_Aim of the exercise_
Please copy the listing from its first line through the line containing "415,204,429,229", requests included, and shift every bounding box coordinate in the answers by -102.

_Lines of data_

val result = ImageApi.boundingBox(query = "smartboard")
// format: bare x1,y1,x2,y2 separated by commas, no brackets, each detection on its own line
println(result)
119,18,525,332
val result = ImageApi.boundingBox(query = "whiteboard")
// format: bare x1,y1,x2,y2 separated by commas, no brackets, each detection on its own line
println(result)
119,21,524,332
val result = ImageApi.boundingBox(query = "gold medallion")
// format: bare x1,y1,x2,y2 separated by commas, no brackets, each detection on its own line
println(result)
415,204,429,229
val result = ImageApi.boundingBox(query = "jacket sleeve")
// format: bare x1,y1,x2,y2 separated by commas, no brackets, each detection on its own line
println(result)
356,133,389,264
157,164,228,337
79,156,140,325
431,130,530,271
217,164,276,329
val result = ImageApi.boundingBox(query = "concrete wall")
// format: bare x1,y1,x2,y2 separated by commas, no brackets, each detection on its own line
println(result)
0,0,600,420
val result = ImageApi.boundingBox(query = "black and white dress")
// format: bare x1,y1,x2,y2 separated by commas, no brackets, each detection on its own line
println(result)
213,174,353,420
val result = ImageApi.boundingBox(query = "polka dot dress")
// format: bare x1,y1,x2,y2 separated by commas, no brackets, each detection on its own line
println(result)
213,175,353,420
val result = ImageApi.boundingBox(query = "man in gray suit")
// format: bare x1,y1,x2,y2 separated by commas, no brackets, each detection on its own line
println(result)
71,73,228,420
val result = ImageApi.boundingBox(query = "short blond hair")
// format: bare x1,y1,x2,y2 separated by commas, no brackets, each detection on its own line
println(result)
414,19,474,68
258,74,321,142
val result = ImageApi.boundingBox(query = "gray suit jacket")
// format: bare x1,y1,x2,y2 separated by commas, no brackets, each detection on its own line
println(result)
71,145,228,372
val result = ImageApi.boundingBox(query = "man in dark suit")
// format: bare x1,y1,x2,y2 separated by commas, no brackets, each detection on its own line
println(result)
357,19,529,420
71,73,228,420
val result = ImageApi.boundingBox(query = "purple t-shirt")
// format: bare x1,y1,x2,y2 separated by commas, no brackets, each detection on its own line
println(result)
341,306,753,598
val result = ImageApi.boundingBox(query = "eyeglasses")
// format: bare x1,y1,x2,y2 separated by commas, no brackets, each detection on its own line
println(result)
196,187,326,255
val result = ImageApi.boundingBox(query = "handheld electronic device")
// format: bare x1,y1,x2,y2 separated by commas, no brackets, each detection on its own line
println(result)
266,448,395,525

_Task response_
val result = ImageApi.boundingBox(query = "smartboard")
// format: bare x1,y1,x2,y2 separated by commas, no brackets, each detection on its own line
println(result)
17,-84,423,230
val result = ImageApi.boundingBox(query = "whiteboard")
// format: bare x1,y1,x2,y2 separated by commas, no brackets, each detection on its own line
println(result)
17,-81,422,230
val result = ImageApi.boundingBox(query = "gold medallion")
// format: bare x1,y1,x2,y2 separated by commas, no brackets, each detection on its own line
println(result)
313,102,327,127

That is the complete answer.